WHAT THIS TASK INVOLVES => Turn every line of the entries below into a Markdown table with the columns "Row" and "Line", numbering each line and skipping blank ones. Omit the pictures.

Entries gathered from a collection:
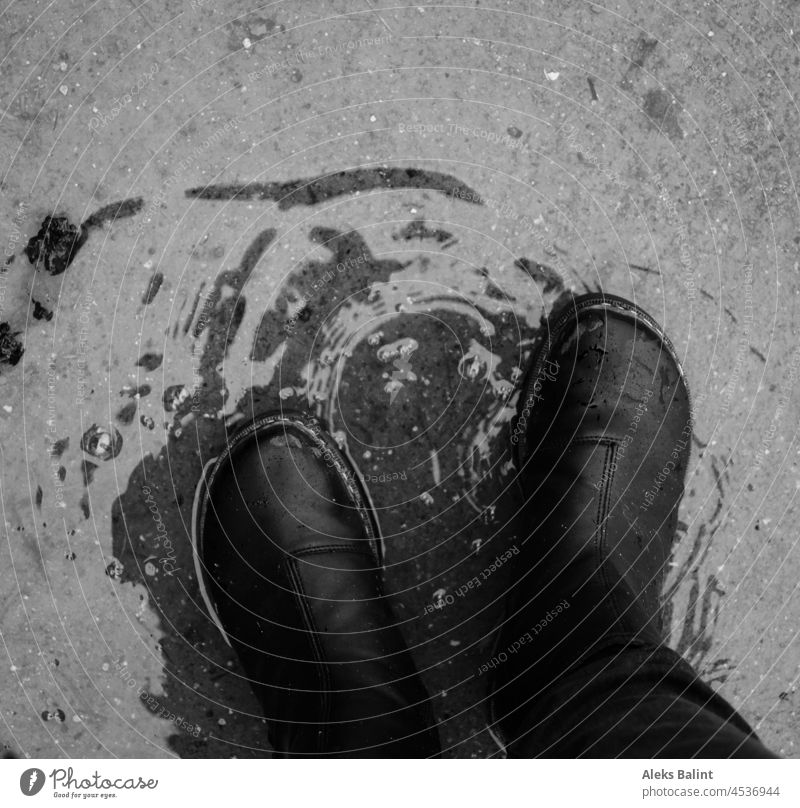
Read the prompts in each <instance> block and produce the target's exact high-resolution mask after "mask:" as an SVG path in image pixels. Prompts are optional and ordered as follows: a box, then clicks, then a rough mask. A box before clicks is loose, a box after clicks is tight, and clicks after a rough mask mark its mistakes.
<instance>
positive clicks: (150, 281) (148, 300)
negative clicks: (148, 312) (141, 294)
mask: <svg viewBox="0 0 800 808" xmlns="http://www.w3.org/2000/svg"><path fill="white" fill-rule="evenodd" d="M163 282H164V275H163V273H161V272H154V273H153V275H152V277H151V278H150V281H149V282H148V284H147V289H145V290H144V294H143V295H142V303H144V305H145V306H147V305H148V304H150V303H152V302H153V301H154V300H155V297H156V295H157V294H158V290H159V289H160V288H161V284H162V283H163Z"/></svg>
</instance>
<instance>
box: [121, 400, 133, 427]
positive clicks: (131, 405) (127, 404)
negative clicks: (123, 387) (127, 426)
mask: <svg viewBox="0 0 800 808" xmlns="http://www.w3.org/2000/svg"><path fill="white" fill-rule="evenodd" d="M135 417H136V402H135V401H131V403H130V404H126V405H125V406H124V407H123V408H122V409H121V410H120V411H119V412H118V413H117V420H118V421H119V422H120V423H121V424H124V425H125V426H127V425H128V424H132V423H133V419H134V418H135Z"/></svg>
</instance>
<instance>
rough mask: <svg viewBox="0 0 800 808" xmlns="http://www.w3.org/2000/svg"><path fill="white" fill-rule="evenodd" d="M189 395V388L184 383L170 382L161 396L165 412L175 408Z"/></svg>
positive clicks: (187, 396) (183, 400)
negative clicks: (162, 395)
mask: <svg viewBox="0 0 800 808" xmlns="http://www.w3.org/2000/svg"><path fill="white" fill-rule="evenodd" d="M189 396H190V393H189V388H188V387H186V385H185V384H172V385H170V386H169V387H168V388H167V389H166V390H165V391H164V396H163V402H164V409H165V410H166V411H167V412H175V410H177V409H178V407H180V405H181V404H183V402H184V401H186V399H188V398H189Z"/></svg>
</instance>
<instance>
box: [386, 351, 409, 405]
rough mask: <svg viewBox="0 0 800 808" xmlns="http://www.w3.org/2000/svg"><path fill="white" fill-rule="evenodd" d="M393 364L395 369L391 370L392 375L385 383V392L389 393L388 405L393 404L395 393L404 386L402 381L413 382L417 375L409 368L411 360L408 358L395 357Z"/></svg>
mask: <svg viewBox="0 0 800 808" xmlns="http://www.w3.org/2000/svg"><path fill="white" fill-rule="evenodd" d="M394 366H395V367H396V368H397V370H395V371H393V372H392V377H391V379H390V380H389V383H388V384H387V385H386V392H387V393H388V394H389V406H391V405H392V404H394V400H395V399H396V398H397V394H398V393H399V392H400V391H401V390H402V389H403V388H404V387H405V384H404V382H407V381H408V382H415V381H416V380H417V375H416V373H414V371H412V370H411V362H409V361H408V359H405V358H403V359H395V360H394Z"/></svg>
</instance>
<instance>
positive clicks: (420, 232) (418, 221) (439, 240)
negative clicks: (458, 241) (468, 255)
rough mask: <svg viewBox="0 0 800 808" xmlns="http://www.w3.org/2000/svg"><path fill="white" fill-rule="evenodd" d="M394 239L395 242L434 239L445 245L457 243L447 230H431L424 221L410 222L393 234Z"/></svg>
mask: <svg viewBox="0 0 800 808" xmlns="http://www.w3.org/2000/svg"><path fill="white" fill-rule="evenodd" d="M392 238H393V239H394V240H395V241H401V240H402V241H411V240H413V239H432V240H433V241H436V242H438V243H439V244H443V243H444V242H445V241H450V242H451V243H455V240H454V239H453V234H452V233H450V232H449V231H447V230H442V229H440V228H430V227H428V226H427V225H426V224H425V220H424V219H414V221H413V222H409V223H408V224H407V225H406V226H405V227H403V228H402V229H401V230H399V231H398V232H397V233H392Z"/></svg>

RESULT =>
| Row | Line |
|---|---|
| 1 | Read the prompts in each <instance> block and produce the target's exact high-resolution mask after "mask:" as an SVG path in image pixels. Prompts are optional and ordered as follows: a box, then clicks, then a rough mask. A box before clicks is loose, a box after clicks is tight, and clicks after a rough mask mark its mistakes. |
| 2 | <instance> |
| 3 | positive clicks: (150, 281) (148, 300) |
| 4 | negative clicks: (148, 312) (141, 294) |
| 5 | mask: <svg viewBox="0 0 800 808" xmlns="http://www.w3.org/2000/svg"><path fill="white" fill-rule="evenodd" d="M163 282H164V275H163V273H161V272H154V273H153V275H152V277H151V278H150V281H149V282H148V284H147V289H145V290H144V294H143V295H142V303H144V305H145V306H147V305H148V304H150V303H152V302H153V301H154V300H155V297H156V295H157V294H158V290H159V289H160V288H161V284H162V283H163Z"/></svg> |
| 6 | </instance> |
| 7 | <instance> |
| 8 | box: [121, 400, 133, 427] |
| 9 | positive clicks: (131, 405) (127, 404) |
| 10 | negative clicks: (123, 387) (127, 426) |
| 11 | mask: <svg viewBox="0 0 800 808" xmlns="http://www.w3.org/2000/svg"><path fill="white" fill-rule="evenodd" d="M135 417H136V402H135V401H131V403H130V404H126V405H125V406H124V407H123V408H122V409H121V410H120V411H119V412H118V413H117V420H118V421H119V422H120V423H121V424H124V425H125V426H127V425H128V424H132V423H133V419H134V418H135Z"/></svg> |
| 12 | </instance> |
| 13 | <instance> |
| 14 | rough mask: <svg viewBox="0 0 800 808" xmlns="http://www.w3.org/2000/svg"><path fill="white" fill-rule="evenodd" d="M189 395V388L184 383L170 382L161 396L165 412L175 408Z"/></svg> |
| 15 | positive clicks: (187, 396) (183, 400) |
| 16 | negative clicks: (162, 395) |
| 17 | mask: <svg viewBox="0 0 800 808" xmlns="http://www.w3.org/2000/svg"><path fill="white" fill-rule="evenodd" d="M189 396H190V393H189V388H188V387H186V385H185V384H172V385H170V386H169V387H168V388H167V389H166V390H165V391H164V396H163V402H164V409H165V410H166V411H167V412H175V410H177V409H178V407H180V405H181V404H183V402H184V401H186V399H188V398H189Z"/></svg> |
| 18 | </instance> |
| 19 | <instance> |
| 20 | box: [386, 351, 409, 405] |
| 21 | rough mask: <svg viewBox="0 0 800 808" xmlns="http://www.w3.org/2000/svg"><path fill="white" fill-rule="evenodd" d="M393 364L395 369L391 370L392 375L385 383V392L389 393L388 405L393 404L395 393L404 386L402 381L413 382L417 375L409 368L411 360L408 358L395 357Z"/></svg> |
| 22 | mask: <svg viewBox="0 0 800 808" xmlns="http://www.w3.org/2000/svg"><path fill="white" fill-rule="evenodd" d="M394 366H395V367H396V368H397V370H395V371H393V372H392V377H391V379H390V380H389V383H388V384H387V385H386V392H387V393H388V394H389V406H391V405H392V404H394V400H395V399H396V398H397V394H398V393H399V392H400V391H401V390H402V389H403V388H404V387H405V384H404V382H407V381H408V382H415V381H416V380H417V375H416V373H414V371H412V370H411V362H409V361H408V359H405V358H403V359H395V360H394Z"/></svg> |
| 23 | </instance> |
| 24 | <instance> |
| 25 | positive clicks: (420, 232) (418, 221) (439, 240) |
| 26 | negative clicks: (458, 241) (468, 255) |
| 27 | rough mask: <svg viewBox="0 0 800 808" xmlns="http://www.w3.org/2000/svg"><path fill="white" fill-rule="evenodd" d="M394 239L395 242L434 239L445 245L457 243L447 230H431L424 221L410 222L393 234Z"/></svg> |
| 28 | mask: <svg viewBox="0 0 800 808" xmlns="http://www.w3.org/2000/svg"><path fill="white" fill-rule="evenodd" d="M392 238H393V239H394V240H395V241H401V240H402V241H411V240H413V239H432V240H433V241H436V242H438V243H439V244H443V243H444V242H445V241H450V242H451V243H455V240H454V239H453V234H452V233H450V232H449V231H447V230H442V229H440V228H430V227H428V226H427V225H426V224H425V220H424V219H414V221H413V222H409V223H408V224H407V225H406V226H405V227H403V228H402V229H401V230H399V231H398V232H397V233H392Z"/></svg> |